Image location labeling entries:

++++++++

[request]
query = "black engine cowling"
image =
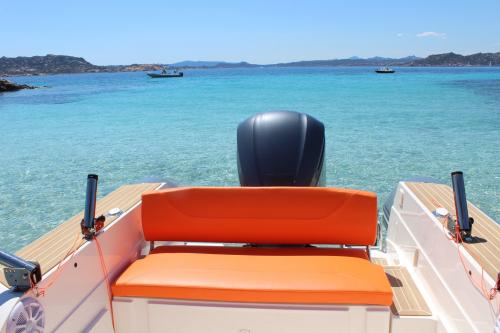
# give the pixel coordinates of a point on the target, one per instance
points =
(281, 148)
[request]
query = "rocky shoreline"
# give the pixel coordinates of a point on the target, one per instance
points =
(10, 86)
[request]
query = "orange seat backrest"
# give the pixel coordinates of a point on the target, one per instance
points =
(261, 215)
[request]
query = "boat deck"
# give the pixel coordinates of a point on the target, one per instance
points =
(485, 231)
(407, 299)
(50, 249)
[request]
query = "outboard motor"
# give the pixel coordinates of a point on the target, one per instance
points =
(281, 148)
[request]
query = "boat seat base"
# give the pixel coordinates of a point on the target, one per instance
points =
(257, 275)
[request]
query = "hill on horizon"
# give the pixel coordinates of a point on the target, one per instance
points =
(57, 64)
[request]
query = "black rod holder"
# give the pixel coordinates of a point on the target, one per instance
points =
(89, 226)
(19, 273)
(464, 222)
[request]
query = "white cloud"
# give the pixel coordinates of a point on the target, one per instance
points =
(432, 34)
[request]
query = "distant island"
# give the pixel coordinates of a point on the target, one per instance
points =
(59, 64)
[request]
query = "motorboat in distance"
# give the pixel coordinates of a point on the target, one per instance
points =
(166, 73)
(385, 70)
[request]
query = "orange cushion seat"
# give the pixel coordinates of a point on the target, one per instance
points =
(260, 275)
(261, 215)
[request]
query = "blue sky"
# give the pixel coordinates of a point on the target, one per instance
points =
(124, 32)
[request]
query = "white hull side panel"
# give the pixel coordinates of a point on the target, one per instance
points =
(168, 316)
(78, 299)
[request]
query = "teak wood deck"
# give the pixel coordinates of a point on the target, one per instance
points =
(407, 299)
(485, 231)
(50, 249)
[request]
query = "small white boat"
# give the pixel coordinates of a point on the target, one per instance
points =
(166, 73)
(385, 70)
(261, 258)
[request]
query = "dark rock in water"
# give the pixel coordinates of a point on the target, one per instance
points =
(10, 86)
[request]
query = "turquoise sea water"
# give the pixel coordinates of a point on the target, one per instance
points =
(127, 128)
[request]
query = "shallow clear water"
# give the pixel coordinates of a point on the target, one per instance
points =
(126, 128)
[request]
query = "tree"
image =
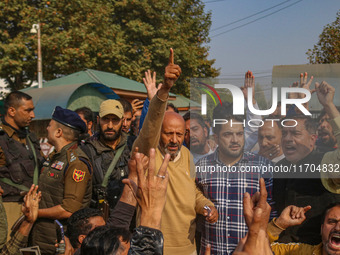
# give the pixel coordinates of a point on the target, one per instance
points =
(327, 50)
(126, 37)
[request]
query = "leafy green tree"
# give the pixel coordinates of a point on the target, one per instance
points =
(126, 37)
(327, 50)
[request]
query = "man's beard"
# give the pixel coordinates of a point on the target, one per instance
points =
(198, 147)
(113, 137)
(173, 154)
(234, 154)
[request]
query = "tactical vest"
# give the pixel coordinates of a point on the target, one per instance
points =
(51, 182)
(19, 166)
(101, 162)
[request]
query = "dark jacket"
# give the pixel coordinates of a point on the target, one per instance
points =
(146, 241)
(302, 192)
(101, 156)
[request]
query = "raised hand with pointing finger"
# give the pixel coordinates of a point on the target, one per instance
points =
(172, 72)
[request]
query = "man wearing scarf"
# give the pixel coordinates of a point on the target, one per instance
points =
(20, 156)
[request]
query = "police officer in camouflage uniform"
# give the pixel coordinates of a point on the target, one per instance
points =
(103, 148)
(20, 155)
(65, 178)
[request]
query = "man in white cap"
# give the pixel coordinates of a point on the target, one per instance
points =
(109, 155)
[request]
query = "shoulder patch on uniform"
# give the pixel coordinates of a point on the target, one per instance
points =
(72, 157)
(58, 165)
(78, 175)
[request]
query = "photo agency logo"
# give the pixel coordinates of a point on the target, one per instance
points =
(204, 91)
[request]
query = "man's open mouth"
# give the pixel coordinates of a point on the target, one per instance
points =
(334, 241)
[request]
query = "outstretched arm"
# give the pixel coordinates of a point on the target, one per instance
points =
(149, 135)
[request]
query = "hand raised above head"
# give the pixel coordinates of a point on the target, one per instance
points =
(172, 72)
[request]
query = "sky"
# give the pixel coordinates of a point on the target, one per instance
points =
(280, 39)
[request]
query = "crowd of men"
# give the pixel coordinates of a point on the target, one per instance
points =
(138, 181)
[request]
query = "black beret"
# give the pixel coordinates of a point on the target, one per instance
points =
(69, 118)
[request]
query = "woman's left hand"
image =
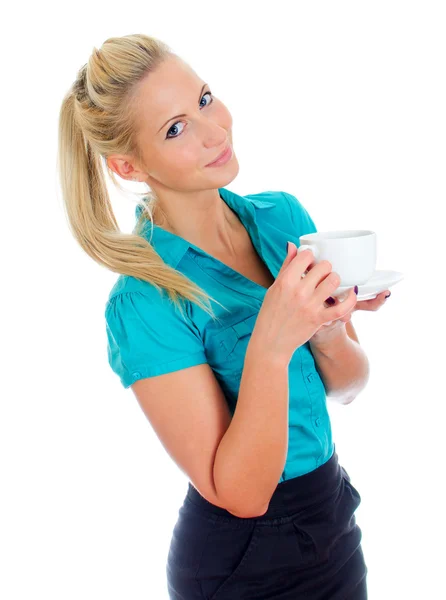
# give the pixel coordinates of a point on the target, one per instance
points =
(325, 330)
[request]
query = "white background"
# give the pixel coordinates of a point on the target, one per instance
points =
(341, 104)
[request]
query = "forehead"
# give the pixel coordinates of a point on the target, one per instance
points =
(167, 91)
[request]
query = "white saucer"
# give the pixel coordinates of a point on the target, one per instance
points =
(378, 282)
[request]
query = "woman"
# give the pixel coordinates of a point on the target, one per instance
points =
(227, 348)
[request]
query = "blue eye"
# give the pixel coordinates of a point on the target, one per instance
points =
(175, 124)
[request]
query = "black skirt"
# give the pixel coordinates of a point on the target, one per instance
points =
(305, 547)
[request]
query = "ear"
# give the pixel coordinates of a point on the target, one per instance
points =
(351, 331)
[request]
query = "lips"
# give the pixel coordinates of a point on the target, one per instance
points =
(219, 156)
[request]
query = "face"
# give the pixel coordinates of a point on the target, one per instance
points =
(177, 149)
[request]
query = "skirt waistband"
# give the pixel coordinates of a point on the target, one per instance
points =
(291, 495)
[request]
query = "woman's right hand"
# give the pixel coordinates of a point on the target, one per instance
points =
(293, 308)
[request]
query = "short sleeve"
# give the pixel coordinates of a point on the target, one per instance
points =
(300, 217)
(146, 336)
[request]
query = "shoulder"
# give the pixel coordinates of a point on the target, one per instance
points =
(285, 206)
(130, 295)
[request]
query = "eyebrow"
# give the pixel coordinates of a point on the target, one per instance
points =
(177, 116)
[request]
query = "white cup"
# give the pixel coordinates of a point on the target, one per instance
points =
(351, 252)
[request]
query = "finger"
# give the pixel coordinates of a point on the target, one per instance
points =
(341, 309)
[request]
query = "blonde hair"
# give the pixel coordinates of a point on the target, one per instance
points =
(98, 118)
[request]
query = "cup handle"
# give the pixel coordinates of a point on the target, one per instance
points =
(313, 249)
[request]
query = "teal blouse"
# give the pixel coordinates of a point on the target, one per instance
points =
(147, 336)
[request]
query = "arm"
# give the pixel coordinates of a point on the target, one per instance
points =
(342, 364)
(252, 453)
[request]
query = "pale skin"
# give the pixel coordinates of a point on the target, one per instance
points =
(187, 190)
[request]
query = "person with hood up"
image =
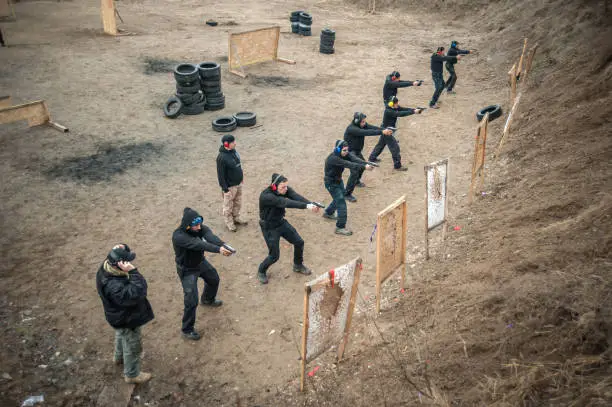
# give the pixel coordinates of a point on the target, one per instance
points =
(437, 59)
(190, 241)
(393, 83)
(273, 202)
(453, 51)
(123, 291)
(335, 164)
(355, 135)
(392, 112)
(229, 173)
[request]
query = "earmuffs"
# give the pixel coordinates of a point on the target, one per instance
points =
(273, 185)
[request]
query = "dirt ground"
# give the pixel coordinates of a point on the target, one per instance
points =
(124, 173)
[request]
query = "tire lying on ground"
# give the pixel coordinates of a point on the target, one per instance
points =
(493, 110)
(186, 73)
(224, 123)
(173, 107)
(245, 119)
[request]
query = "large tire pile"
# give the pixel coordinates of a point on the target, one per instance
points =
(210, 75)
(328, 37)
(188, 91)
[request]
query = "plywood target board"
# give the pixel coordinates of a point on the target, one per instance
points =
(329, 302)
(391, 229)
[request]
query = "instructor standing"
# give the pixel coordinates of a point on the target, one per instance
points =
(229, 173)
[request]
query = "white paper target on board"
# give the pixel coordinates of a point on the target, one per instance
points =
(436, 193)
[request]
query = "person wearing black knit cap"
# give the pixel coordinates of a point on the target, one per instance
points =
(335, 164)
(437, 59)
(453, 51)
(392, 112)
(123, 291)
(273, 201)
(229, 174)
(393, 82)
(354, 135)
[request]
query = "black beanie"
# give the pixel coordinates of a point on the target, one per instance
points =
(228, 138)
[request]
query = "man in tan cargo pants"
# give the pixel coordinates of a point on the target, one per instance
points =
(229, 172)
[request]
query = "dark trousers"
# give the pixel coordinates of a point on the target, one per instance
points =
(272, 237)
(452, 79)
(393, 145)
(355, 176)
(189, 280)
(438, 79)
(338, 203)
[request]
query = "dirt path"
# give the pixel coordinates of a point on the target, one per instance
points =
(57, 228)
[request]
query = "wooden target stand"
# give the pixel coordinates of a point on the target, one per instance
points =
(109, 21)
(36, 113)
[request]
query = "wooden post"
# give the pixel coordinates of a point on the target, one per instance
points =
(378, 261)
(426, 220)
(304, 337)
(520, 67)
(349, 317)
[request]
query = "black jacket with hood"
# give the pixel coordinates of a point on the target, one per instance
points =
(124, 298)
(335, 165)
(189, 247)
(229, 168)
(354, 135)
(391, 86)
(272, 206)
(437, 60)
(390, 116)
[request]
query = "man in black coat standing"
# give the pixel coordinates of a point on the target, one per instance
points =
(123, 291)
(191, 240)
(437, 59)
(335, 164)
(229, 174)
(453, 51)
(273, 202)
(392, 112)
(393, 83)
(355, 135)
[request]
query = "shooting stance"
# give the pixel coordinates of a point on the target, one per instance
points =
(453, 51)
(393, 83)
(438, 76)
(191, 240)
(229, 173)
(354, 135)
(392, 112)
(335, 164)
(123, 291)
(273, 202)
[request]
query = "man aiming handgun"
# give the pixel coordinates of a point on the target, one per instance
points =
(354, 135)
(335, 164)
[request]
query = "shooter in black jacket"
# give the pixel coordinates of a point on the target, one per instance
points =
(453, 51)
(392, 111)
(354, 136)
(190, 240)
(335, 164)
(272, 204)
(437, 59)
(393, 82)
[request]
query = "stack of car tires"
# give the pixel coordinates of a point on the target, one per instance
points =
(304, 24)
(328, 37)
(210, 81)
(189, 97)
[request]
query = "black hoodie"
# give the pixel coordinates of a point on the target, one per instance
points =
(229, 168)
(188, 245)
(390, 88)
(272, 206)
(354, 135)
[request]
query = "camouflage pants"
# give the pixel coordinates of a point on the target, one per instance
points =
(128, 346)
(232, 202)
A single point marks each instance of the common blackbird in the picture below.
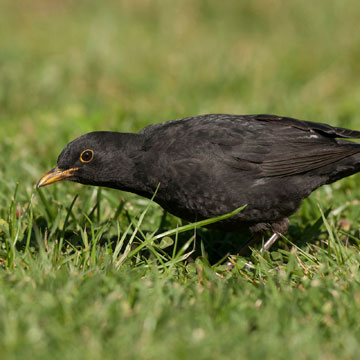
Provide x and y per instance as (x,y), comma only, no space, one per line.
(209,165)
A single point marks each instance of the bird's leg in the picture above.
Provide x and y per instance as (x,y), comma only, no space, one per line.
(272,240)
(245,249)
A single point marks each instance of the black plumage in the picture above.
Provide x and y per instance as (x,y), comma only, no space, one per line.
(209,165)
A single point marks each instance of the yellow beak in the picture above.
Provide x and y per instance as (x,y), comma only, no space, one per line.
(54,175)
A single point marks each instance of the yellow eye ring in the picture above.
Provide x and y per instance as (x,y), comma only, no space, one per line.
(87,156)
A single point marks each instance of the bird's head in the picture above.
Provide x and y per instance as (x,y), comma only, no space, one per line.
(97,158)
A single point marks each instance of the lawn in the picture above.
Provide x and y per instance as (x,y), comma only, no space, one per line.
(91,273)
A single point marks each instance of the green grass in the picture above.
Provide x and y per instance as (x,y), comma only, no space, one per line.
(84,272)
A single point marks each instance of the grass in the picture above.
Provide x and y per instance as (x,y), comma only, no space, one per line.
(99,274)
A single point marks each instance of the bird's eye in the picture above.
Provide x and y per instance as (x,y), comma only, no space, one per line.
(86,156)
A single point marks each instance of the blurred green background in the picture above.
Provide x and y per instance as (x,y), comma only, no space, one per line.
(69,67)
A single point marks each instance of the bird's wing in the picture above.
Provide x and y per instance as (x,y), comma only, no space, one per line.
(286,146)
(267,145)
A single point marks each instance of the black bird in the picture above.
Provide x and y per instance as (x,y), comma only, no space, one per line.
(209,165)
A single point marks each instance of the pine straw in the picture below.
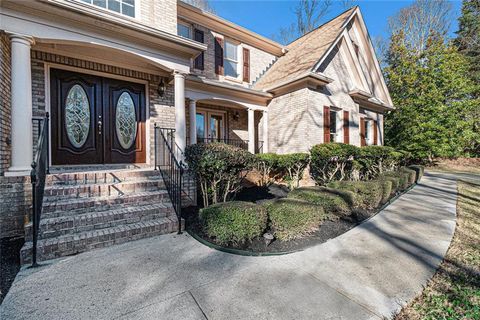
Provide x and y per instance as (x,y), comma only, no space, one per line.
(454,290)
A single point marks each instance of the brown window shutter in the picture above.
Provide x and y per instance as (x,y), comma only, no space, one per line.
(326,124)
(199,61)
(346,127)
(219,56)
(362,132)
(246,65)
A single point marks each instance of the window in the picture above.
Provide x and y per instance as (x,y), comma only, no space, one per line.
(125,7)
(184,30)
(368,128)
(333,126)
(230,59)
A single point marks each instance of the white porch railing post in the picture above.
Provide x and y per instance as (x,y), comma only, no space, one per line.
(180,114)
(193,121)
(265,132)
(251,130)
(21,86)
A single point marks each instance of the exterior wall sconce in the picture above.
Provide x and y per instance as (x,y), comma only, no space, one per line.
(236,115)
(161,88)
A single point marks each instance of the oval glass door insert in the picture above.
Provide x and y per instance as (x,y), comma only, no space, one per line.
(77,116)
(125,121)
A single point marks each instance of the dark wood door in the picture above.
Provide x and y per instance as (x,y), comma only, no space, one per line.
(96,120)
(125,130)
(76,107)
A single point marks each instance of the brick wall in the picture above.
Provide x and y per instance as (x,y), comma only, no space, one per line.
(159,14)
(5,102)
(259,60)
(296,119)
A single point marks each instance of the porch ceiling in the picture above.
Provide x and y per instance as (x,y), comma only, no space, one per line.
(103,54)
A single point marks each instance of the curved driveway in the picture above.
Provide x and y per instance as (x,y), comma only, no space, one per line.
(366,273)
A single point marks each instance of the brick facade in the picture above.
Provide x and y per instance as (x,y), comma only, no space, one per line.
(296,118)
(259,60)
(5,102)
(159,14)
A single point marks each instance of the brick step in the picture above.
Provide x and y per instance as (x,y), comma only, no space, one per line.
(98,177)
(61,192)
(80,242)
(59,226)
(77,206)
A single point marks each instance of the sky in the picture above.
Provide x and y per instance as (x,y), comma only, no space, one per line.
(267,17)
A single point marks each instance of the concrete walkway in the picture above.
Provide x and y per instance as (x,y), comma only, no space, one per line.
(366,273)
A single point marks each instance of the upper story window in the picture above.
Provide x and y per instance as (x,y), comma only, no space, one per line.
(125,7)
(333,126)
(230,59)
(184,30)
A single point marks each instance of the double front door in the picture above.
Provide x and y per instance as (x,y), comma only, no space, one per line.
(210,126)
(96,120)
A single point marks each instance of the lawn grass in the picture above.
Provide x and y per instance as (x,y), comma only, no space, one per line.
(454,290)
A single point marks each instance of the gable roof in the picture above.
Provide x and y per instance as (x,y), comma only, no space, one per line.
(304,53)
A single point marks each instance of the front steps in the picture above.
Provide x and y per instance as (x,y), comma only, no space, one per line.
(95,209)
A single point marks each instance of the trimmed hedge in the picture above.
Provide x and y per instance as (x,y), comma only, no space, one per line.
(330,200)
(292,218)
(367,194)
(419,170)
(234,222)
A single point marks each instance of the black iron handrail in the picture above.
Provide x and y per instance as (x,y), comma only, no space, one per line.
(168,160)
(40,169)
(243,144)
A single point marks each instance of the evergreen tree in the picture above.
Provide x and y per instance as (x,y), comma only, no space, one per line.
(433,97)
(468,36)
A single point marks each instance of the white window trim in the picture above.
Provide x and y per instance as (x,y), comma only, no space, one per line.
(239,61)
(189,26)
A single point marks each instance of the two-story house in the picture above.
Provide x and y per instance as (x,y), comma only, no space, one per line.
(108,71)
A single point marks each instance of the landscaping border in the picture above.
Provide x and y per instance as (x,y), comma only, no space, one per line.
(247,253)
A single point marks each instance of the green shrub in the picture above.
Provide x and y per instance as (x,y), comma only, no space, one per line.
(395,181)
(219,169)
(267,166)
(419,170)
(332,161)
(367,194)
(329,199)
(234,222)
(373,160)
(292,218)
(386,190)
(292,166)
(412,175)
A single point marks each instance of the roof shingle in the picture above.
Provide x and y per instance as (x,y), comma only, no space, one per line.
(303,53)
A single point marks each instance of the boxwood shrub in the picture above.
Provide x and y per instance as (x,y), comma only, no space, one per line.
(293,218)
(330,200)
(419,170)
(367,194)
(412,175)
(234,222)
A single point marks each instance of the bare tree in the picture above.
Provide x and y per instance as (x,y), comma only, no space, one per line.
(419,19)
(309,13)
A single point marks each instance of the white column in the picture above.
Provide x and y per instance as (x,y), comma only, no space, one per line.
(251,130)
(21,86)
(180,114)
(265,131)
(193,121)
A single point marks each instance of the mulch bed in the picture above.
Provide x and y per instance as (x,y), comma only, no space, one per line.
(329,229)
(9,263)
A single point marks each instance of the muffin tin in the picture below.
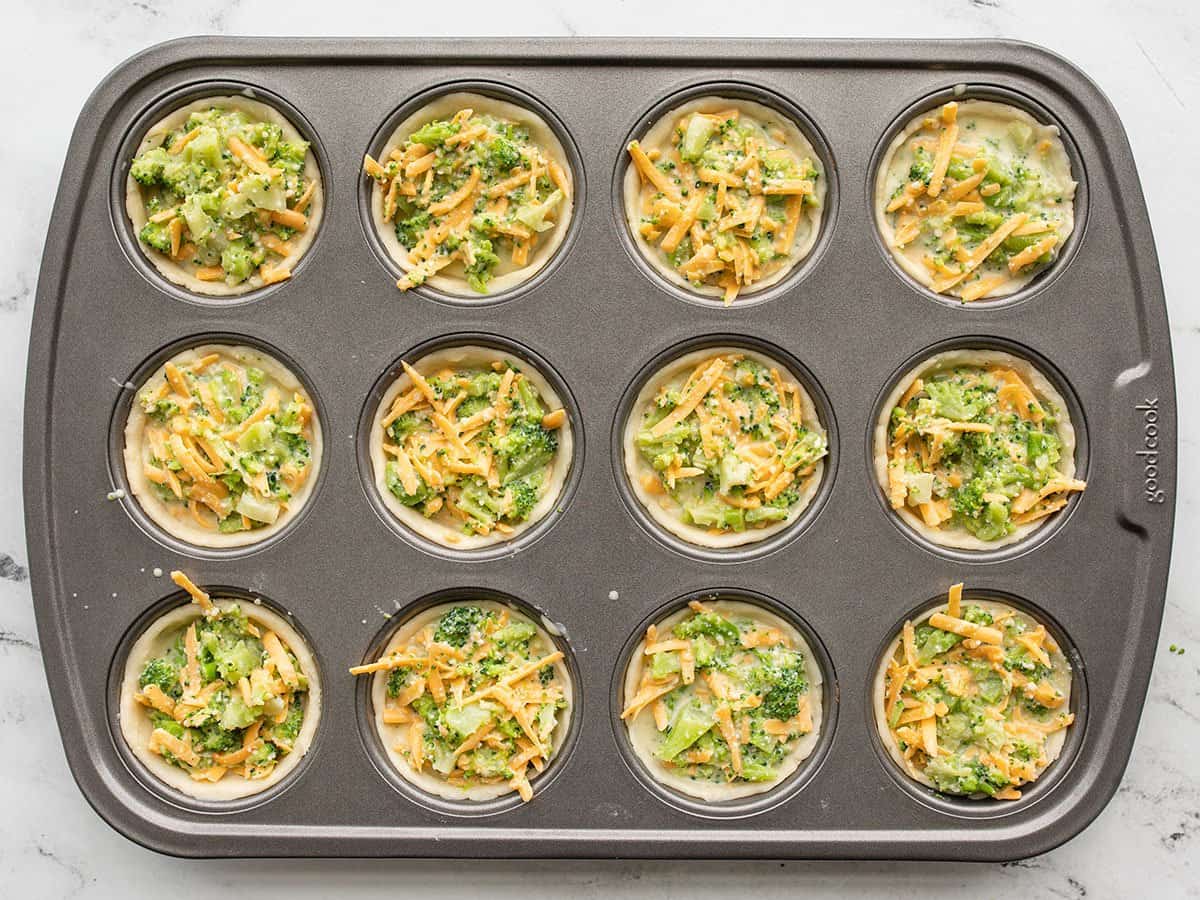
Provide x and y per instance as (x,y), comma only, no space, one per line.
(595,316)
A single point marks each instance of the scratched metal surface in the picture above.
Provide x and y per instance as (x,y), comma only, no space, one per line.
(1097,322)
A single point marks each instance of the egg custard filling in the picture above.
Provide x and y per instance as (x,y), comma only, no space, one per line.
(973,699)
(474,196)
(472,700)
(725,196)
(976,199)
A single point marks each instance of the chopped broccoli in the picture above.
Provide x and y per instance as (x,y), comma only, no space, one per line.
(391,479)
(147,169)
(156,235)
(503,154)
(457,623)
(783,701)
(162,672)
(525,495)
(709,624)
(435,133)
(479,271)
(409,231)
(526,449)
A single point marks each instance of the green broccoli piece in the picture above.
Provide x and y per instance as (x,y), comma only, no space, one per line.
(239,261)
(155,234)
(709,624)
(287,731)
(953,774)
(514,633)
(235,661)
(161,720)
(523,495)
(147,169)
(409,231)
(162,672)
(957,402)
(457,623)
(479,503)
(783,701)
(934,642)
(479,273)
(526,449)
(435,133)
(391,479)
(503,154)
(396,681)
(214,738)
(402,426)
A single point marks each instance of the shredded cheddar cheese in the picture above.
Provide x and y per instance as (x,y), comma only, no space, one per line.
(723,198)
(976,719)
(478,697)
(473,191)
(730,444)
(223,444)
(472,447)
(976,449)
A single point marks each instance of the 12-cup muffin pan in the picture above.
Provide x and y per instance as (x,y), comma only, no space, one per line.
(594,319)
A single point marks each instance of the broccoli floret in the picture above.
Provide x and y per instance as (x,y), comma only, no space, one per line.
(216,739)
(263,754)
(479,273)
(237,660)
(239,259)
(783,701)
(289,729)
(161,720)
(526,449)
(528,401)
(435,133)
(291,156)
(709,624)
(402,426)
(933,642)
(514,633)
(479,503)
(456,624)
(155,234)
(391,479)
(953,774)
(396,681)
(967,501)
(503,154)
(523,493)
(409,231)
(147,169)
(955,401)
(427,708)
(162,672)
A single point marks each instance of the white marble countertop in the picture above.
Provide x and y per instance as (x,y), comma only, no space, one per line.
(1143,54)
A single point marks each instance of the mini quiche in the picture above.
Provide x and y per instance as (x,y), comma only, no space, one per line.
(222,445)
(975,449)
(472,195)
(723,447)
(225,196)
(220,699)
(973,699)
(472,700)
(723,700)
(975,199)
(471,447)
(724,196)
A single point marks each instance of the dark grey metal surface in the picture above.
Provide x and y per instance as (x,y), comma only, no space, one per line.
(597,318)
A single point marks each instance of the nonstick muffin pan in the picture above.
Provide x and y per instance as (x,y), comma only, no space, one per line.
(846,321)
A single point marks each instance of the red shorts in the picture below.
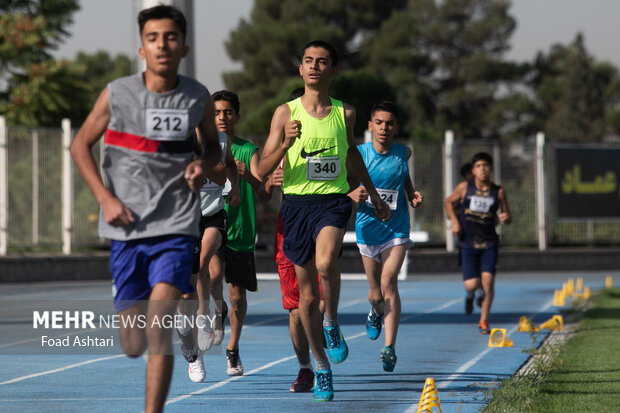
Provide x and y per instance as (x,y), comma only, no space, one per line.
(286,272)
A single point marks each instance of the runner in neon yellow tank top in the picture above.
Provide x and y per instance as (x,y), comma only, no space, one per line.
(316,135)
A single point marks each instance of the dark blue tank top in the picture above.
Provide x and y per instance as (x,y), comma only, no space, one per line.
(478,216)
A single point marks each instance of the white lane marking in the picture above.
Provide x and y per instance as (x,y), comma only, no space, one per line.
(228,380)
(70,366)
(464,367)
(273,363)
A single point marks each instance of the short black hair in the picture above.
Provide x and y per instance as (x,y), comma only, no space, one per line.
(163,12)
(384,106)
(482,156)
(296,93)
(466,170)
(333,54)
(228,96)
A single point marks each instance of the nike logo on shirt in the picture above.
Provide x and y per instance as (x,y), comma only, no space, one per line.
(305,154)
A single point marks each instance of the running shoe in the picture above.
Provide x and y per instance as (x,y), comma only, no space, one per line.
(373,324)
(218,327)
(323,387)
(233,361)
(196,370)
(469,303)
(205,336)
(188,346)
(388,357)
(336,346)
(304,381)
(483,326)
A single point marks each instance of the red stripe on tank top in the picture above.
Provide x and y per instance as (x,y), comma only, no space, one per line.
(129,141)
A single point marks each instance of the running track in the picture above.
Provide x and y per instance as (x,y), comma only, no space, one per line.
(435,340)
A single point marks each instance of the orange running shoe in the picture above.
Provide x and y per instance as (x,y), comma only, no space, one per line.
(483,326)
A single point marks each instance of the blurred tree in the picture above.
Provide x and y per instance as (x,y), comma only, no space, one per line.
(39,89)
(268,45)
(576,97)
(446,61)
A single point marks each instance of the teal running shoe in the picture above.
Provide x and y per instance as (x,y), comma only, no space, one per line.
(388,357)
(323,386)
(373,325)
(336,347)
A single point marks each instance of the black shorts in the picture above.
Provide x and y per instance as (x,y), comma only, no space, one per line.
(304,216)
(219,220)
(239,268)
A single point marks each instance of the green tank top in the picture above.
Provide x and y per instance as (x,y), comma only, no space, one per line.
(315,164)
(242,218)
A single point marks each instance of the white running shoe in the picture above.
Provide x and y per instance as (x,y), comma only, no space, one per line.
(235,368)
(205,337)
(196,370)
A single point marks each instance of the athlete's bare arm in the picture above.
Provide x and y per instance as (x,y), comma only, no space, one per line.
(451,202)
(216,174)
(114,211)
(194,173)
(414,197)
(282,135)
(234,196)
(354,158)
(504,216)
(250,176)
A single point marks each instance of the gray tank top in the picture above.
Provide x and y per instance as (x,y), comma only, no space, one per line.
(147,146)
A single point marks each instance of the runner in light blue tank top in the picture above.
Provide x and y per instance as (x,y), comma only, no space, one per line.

++++++++

• _WHAT IS EXPECTED_: Write the lines out verbatim, from the one with "A single point marks each instance of the teal" through the last line of the entries, and stop there.

• _EXERCISE OUTPUT_:
A single point marks each instance of the teal running shoe in the picture above.
Provide x and y per instance as (x,y), comma only, no space, one per line.
(388,357)
(323,386)
(373,325)
(336,347)
A single point marks each instance of the black shorts in the picture above.
Provide x and y per instance as (x,y), comma only, no space, one per line.
(304,216)
(219,220)
(239,268)
A single point marks each instance of the green tank top in the picture above.
Provide x and y per instance as (x,y), comma only, no space, one per line.
(315,164)
(242,218)
A single point marks each instance of the white running shoe in the picture above.
Provide x and y per instance as (x,y), comma only, no space, one per line.
(235,368)
(205,337)
(196,370)
A single point marks each instance of the athlete's bare arm in the picture above.
Provide x and y per instance as (x,y), comma only, no space, one per line.
(451,202)
(216,174)
(114,211)
(194,173)
(414,197)
(282,135)
(234,196)
(354,158)
(504,216)
(250,176)
A single point marks each instance of the gray tank top in the picture above.
Provide x and y per instance as (x,y), comma only, no space, one per line.
(147,146)
A single point marks each instance of the runner in light blue tank top in the picture above.
Provide x and y per instance as (x,y), comma only, no space, one per line.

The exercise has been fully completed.